* Task goal *
Please restate word for word only the lines that start at the one containing "like [(813, 269)]." and continue to the final line of the material.

* Excerpted records *

════════════════

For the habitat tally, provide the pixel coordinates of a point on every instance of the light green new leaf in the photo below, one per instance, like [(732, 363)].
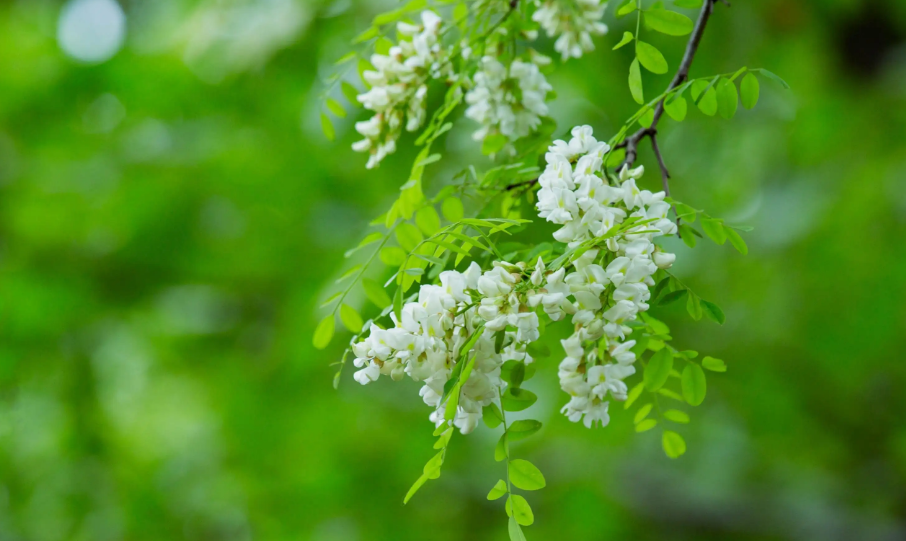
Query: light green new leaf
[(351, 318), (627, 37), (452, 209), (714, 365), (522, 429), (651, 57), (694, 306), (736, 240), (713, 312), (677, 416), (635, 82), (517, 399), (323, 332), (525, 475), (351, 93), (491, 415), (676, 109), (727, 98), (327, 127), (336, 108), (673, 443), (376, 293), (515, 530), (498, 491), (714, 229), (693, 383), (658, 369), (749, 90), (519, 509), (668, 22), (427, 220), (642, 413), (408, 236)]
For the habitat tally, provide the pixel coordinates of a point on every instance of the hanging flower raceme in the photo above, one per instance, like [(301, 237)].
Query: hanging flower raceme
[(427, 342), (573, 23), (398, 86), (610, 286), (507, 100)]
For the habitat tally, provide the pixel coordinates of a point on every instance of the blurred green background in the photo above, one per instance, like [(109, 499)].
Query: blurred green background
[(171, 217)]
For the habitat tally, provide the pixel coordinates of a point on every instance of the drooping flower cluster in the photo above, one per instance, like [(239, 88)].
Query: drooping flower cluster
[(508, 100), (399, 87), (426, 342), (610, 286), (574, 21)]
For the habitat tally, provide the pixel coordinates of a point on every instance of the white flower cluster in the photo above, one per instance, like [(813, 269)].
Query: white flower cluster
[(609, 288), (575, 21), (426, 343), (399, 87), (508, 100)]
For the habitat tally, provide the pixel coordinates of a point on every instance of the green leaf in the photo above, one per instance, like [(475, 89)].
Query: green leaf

════════════════

* Result of the exercise *
For the habitat tally, provide the pixel coordinates of a point on every instance of the white flower cluster in the photo above, one per instance, like [(813, 269)].
Query: white flower cluster
[(609, 288), (575, 21), (426, 343), (399, 87), (508, 100)]
For the habitat tally, provide the pixel coordinates of a point on every instance of the green leaf in the photo above, one per instance, like [(475, 89)].
Query: green leaf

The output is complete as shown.